#### [REQUEST]
How many lines in the records below contain the string "right", with case counting? Reply with the number alone.

>> start SUPPLIED RECORDS

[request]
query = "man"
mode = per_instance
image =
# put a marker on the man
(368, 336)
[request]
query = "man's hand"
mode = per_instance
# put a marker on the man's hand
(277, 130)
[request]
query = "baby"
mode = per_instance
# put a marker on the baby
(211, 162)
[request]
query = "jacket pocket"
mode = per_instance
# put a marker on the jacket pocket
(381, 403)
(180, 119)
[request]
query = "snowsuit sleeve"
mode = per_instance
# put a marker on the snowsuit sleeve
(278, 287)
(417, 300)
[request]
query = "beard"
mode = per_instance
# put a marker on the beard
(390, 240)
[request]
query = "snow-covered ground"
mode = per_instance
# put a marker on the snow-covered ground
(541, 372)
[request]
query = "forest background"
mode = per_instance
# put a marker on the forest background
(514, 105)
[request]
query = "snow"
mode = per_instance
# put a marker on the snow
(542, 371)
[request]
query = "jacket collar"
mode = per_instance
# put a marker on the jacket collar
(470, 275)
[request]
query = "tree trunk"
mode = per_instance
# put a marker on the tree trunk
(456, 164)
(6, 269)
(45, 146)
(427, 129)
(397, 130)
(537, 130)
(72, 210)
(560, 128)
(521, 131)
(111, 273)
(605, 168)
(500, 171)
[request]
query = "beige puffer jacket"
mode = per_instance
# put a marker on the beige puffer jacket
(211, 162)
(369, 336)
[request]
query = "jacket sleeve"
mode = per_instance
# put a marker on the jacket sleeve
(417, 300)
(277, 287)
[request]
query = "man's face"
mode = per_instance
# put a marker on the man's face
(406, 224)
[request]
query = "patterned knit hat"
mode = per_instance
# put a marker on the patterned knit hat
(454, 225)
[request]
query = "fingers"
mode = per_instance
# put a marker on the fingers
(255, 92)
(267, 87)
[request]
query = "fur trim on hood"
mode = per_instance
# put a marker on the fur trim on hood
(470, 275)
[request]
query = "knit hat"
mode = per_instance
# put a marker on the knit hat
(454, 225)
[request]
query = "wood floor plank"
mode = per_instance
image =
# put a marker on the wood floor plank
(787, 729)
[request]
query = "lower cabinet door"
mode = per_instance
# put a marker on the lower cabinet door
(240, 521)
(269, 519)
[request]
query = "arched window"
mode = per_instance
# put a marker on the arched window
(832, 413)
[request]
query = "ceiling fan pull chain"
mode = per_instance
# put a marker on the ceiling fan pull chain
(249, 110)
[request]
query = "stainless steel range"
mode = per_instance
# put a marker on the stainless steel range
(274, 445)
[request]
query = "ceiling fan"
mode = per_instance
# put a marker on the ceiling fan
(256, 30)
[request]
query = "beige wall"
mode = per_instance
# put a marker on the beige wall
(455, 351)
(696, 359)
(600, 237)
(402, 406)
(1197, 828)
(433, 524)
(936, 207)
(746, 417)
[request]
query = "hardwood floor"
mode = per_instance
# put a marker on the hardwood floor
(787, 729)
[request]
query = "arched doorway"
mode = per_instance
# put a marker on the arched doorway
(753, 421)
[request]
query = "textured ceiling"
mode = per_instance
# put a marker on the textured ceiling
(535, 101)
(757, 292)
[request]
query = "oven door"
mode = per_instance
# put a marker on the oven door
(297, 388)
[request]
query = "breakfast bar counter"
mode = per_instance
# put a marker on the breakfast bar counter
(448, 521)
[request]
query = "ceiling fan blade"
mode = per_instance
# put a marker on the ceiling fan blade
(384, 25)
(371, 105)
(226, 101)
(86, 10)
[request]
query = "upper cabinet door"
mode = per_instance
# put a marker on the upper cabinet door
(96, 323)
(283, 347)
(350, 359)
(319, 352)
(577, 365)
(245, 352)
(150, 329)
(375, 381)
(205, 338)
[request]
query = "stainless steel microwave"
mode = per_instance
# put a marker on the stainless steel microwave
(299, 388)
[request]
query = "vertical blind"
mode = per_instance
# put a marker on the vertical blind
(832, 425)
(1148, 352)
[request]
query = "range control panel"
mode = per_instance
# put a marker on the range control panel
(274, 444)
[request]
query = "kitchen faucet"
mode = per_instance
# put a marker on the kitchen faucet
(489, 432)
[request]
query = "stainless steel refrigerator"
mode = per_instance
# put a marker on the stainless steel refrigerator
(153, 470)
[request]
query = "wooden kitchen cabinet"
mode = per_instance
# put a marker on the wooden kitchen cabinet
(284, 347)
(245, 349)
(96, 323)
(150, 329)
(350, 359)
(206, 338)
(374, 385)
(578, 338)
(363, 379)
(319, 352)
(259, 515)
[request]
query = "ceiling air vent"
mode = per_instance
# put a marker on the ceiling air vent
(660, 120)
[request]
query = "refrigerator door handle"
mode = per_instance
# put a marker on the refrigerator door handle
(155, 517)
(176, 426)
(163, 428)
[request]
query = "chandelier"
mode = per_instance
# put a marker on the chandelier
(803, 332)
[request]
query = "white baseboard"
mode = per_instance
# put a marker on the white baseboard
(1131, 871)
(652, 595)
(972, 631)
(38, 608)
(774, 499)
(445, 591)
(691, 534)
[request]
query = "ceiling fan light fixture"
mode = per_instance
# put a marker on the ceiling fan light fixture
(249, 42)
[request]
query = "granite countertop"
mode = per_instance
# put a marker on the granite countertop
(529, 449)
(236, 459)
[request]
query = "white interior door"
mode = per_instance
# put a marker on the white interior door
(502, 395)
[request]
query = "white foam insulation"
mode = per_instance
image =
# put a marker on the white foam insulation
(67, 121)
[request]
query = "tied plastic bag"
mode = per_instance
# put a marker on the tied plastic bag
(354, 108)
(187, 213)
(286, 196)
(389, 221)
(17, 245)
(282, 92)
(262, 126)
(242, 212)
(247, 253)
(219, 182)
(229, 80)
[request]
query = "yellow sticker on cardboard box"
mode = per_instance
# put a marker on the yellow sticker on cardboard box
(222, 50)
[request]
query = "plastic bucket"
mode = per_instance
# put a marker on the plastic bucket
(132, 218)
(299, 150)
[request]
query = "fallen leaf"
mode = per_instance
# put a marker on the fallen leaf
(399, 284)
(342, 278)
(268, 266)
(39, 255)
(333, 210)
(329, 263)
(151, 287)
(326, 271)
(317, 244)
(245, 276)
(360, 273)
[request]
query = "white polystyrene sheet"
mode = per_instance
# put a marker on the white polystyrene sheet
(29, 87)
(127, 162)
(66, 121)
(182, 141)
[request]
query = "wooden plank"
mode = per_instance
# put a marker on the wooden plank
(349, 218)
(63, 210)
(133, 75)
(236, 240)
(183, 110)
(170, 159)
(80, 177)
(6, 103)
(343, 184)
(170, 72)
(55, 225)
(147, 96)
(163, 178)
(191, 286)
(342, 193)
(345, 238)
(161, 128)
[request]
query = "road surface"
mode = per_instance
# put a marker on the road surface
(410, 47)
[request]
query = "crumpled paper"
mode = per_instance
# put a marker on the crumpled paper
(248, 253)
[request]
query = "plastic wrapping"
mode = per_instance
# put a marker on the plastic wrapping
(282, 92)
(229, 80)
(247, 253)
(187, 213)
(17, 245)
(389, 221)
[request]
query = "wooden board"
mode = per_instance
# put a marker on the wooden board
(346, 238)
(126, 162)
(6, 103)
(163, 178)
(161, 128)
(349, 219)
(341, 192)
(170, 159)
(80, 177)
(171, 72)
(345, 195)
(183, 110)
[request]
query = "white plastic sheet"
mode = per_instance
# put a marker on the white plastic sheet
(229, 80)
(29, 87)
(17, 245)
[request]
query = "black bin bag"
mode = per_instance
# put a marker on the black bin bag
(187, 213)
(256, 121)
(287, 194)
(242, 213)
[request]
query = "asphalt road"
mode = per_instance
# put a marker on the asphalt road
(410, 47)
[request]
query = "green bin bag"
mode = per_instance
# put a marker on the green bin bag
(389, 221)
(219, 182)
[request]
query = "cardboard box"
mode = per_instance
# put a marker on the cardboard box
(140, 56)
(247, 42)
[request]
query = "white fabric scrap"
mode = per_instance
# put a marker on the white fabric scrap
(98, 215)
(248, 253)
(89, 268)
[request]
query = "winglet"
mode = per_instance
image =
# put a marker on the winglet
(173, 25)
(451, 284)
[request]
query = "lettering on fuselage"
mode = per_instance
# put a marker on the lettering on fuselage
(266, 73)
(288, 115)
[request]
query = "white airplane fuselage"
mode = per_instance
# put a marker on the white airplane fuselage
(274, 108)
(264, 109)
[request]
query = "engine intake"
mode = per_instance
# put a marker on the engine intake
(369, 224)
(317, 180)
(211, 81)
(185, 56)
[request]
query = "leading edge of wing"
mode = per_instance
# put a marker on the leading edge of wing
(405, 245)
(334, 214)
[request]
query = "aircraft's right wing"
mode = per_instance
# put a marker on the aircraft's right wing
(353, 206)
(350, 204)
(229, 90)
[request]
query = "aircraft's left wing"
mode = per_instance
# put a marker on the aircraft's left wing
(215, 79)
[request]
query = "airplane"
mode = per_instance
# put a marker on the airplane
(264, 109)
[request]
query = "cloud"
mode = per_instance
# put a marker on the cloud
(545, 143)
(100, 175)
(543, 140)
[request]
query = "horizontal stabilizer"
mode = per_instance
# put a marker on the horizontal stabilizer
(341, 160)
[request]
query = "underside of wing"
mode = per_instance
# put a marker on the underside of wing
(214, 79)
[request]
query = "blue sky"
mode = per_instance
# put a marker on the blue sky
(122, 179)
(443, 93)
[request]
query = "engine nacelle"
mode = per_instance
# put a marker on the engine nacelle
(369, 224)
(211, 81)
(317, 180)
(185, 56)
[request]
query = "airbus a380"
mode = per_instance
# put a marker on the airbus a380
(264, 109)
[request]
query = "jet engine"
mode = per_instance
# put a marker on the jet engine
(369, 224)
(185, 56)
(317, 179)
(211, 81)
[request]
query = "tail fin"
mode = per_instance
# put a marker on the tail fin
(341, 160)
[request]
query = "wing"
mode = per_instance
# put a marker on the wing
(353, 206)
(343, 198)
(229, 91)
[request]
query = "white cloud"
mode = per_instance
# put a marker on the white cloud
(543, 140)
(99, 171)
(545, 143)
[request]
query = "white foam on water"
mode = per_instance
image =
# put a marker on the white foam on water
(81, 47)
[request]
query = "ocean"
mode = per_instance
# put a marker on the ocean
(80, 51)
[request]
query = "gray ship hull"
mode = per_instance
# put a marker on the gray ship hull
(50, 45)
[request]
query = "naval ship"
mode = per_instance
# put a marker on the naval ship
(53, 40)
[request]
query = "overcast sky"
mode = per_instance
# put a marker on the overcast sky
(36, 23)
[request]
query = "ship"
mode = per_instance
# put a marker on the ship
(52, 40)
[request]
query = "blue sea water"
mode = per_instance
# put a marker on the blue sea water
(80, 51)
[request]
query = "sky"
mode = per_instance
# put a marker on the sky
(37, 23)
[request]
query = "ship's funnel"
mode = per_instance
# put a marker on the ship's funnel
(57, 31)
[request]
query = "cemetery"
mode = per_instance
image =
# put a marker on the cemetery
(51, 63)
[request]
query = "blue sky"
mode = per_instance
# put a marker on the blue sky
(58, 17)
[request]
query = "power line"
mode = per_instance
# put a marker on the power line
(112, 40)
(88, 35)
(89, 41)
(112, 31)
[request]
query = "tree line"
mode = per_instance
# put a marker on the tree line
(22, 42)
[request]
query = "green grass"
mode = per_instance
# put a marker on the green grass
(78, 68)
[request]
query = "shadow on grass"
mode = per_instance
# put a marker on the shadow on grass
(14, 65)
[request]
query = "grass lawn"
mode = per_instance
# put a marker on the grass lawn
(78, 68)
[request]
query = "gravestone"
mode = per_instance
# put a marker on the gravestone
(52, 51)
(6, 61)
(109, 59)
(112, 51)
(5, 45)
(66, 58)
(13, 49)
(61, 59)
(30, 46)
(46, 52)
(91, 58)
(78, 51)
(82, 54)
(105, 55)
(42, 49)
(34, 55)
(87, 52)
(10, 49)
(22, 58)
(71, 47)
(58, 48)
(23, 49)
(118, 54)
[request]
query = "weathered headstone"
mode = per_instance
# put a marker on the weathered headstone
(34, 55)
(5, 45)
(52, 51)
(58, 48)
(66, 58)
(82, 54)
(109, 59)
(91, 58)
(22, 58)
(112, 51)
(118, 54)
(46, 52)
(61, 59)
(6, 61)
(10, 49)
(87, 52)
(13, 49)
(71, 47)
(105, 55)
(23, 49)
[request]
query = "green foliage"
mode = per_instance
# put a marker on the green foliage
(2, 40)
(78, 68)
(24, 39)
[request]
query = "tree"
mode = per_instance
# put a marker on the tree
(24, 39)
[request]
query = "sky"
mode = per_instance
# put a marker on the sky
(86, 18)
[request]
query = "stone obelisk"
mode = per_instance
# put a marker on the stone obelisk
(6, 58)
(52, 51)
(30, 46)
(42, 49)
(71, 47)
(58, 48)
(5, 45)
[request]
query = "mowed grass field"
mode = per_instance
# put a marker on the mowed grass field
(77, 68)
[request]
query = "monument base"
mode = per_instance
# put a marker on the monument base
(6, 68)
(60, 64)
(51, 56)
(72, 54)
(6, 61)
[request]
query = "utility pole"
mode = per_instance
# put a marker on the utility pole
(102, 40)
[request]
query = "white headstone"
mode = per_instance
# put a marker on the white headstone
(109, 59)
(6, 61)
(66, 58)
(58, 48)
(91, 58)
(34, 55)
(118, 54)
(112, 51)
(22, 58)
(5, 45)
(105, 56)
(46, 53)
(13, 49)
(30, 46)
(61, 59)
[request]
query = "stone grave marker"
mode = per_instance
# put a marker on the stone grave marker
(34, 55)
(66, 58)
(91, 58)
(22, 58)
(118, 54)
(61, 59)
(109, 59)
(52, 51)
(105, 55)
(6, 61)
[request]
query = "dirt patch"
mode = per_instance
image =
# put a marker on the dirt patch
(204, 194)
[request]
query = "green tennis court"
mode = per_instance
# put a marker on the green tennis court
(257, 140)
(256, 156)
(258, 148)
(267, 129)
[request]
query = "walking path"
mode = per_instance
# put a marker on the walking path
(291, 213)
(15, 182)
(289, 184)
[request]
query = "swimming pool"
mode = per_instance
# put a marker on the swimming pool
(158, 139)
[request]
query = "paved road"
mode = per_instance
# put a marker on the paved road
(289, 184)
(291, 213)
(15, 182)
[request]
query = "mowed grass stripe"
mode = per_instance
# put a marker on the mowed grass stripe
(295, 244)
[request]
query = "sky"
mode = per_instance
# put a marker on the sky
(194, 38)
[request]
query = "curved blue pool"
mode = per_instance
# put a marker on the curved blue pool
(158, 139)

>> end SUPPLIED RECORDS

#### [WRITTEN RESPONSE]
2